• [Task input]
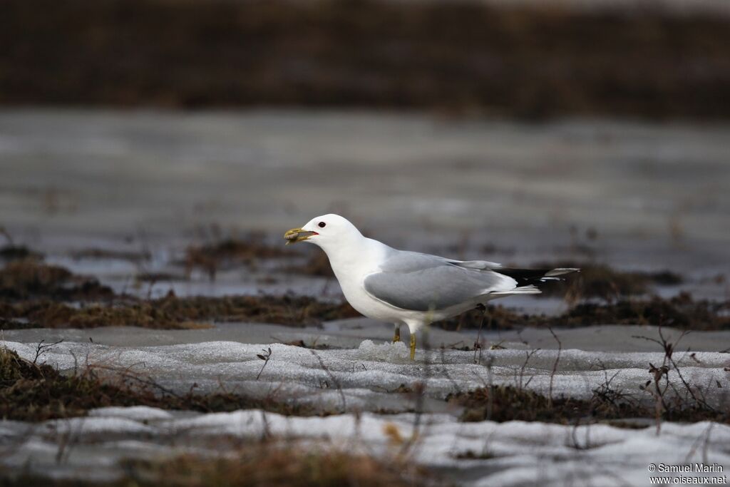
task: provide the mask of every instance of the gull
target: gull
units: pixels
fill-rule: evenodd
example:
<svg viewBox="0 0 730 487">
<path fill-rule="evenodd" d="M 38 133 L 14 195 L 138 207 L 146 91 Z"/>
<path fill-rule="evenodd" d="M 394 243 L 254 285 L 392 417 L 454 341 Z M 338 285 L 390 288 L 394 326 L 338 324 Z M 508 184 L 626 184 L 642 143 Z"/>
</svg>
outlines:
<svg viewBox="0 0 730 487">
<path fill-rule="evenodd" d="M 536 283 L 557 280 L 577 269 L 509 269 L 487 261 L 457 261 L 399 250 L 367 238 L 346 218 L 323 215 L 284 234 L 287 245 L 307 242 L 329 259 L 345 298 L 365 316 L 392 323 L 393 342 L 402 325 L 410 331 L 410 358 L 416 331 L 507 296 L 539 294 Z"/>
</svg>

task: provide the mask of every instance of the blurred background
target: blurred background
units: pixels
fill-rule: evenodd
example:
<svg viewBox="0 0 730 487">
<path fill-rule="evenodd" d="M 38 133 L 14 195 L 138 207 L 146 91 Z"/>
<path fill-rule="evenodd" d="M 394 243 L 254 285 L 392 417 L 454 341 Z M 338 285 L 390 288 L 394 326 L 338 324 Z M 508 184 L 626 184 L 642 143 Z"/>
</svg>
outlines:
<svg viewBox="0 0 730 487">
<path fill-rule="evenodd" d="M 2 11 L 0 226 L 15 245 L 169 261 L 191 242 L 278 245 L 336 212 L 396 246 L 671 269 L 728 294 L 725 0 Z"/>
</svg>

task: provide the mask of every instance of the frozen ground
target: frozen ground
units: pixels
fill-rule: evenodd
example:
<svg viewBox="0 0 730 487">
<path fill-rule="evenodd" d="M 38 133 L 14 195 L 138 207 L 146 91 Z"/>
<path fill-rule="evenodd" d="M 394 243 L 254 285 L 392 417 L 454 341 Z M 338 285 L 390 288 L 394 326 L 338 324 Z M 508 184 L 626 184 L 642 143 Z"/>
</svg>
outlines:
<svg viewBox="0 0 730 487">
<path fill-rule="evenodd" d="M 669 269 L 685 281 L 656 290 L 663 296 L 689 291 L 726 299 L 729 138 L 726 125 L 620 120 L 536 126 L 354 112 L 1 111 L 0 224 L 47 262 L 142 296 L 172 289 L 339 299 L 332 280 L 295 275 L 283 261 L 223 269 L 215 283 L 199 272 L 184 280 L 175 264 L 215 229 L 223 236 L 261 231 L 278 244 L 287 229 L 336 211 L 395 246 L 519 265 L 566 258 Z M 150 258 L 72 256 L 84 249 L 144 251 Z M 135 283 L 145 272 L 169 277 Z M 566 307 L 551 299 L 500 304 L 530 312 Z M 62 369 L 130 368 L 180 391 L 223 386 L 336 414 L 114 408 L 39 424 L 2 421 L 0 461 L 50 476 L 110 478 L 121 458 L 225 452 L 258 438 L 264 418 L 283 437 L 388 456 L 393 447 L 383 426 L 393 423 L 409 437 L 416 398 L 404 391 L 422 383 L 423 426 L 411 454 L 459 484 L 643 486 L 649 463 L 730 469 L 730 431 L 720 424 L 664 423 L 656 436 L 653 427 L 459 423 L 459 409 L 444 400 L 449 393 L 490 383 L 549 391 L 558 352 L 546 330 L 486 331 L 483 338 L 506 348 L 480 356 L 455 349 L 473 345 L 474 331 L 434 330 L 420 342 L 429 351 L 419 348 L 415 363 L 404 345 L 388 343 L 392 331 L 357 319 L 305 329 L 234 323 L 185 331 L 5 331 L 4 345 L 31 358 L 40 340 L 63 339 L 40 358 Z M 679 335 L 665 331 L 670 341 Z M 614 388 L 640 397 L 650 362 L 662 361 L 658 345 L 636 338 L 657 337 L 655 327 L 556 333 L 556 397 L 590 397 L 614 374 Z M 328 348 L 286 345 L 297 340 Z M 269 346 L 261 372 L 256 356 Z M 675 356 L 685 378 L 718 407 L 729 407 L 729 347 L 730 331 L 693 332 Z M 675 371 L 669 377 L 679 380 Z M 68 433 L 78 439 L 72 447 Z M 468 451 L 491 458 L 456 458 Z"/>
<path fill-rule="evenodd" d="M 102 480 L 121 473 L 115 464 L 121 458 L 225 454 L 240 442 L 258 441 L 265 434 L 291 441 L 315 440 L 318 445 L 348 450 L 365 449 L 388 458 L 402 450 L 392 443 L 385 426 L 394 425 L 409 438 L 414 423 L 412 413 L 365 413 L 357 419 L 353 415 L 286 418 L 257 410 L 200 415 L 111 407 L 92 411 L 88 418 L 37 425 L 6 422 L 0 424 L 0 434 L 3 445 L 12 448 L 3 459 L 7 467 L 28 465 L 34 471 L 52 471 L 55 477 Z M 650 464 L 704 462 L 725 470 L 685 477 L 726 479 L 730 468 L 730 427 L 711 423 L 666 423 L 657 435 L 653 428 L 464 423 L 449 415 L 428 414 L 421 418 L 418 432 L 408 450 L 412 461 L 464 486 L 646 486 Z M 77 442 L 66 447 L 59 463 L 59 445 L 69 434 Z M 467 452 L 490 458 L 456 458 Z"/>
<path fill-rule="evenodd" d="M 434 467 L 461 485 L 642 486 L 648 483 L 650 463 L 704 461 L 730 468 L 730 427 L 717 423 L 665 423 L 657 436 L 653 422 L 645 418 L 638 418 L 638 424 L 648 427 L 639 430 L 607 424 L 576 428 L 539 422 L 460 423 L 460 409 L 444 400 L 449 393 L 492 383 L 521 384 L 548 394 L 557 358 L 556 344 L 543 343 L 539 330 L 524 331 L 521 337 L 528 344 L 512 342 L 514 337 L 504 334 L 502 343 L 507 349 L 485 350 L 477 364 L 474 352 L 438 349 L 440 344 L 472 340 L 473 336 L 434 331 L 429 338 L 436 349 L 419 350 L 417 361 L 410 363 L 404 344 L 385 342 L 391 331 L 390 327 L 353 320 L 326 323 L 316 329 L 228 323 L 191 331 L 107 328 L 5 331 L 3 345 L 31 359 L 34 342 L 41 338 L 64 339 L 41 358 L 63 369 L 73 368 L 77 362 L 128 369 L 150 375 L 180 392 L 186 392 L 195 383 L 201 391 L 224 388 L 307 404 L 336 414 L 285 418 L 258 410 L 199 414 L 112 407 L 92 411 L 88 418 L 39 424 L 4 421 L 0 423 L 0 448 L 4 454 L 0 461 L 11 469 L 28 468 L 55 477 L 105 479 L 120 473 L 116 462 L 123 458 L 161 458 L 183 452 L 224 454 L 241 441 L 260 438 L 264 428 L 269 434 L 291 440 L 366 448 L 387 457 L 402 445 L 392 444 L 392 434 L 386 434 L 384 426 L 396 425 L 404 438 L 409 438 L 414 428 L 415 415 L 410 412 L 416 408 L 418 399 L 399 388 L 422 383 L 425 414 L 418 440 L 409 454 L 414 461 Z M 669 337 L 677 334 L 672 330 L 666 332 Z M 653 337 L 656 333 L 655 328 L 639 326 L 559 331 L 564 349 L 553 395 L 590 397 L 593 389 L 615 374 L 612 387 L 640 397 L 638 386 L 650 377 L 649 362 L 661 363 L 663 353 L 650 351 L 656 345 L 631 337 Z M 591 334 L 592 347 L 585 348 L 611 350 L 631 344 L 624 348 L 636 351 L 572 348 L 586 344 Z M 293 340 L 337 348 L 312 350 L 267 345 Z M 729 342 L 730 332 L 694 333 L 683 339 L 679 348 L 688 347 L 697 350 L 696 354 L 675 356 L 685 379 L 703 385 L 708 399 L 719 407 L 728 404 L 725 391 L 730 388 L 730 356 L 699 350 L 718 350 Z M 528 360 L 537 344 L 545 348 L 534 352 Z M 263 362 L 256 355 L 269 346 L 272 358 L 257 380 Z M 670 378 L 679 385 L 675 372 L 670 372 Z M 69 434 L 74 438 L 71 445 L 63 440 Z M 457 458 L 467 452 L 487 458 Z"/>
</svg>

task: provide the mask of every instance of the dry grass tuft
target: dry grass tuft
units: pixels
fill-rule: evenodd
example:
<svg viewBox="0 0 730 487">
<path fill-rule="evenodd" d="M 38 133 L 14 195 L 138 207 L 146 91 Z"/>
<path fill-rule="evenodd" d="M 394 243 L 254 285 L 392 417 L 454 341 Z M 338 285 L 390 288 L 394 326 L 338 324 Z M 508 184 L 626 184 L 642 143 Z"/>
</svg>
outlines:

---

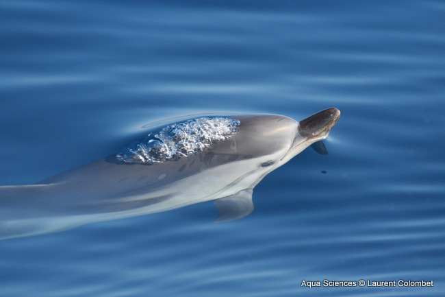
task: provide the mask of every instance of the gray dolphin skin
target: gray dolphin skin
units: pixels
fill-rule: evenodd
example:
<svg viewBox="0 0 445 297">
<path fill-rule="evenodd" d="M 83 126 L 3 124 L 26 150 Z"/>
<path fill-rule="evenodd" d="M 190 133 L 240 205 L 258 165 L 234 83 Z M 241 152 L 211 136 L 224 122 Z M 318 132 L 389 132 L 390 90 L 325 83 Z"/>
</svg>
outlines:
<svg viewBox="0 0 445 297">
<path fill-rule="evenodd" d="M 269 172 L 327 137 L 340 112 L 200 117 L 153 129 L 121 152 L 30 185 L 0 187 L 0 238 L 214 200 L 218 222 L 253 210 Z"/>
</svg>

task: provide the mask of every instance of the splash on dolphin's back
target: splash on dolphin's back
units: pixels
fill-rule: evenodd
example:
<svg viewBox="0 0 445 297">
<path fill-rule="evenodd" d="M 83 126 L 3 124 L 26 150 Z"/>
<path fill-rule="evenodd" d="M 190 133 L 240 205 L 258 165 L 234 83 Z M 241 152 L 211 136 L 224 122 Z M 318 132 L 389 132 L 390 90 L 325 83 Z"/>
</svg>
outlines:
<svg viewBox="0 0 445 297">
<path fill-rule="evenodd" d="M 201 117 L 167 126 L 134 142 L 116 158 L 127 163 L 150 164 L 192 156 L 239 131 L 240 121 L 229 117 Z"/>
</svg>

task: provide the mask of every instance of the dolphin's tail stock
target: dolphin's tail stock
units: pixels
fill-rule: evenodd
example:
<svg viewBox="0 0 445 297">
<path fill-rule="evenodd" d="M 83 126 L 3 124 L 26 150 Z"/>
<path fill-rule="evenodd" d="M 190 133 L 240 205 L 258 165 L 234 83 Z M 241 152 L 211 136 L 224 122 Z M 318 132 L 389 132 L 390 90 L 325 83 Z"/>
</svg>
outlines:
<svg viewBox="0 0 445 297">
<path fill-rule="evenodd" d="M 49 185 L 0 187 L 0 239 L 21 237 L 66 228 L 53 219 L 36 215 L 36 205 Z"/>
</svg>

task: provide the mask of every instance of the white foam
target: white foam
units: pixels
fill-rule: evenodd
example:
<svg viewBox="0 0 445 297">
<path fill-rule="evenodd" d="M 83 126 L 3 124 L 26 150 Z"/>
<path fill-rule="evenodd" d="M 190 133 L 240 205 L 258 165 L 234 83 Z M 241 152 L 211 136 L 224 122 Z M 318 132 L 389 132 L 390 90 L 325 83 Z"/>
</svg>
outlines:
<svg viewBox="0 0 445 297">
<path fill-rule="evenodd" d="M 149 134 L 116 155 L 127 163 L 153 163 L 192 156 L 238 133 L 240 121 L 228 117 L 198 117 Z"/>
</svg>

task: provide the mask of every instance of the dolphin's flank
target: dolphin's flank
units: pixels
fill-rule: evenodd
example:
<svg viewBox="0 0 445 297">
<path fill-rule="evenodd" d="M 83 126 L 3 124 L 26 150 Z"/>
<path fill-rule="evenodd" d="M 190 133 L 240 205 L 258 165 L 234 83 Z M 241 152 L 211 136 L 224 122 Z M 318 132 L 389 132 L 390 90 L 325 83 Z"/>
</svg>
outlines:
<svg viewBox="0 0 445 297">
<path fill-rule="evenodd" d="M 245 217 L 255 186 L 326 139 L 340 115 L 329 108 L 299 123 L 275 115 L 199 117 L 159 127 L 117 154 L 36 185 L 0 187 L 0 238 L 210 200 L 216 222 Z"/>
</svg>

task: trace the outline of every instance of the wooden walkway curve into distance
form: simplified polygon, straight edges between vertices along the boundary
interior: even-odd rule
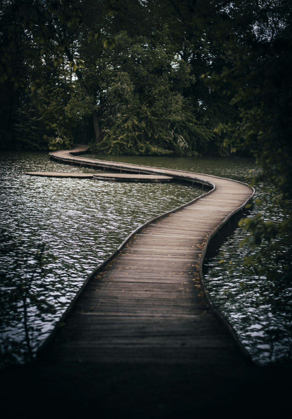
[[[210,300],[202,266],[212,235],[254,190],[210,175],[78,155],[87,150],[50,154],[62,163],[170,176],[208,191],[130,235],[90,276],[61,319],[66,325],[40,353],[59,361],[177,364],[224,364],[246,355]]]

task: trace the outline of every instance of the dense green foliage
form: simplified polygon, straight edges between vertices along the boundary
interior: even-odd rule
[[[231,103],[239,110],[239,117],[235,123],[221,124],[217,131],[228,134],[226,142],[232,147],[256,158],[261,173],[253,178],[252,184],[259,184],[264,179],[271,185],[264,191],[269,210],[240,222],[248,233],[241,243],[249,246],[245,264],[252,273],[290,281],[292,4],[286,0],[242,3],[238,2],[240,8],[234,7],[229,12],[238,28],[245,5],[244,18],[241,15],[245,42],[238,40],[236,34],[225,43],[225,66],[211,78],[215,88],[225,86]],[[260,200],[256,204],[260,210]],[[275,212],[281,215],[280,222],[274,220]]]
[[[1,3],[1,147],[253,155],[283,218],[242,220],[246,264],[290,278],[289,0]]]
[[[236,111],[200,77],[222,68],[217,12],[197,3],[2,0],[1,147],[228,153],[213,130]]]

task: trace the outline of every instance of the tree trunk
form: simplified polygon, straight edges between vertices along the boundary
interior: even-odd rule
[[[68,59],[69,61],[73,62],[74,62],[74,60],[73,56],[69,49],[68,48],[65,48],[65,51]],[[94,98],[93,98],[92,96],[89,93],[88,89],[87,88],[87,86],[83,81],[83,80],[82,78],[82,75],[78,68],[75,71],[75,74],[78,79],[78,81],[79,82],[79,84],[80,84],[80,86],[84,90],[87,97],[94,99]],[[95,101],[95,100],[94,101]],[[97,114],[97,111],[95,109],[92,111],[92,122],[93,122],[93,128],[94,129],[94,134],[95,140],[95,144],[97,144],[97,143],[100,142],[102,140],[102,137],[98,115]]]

• [Job] Collect every line of the listing above that contains the word "blurred", and copy each one in full.

• [In response]
task: provide the mask of every instance of the blurred background
target: blurred background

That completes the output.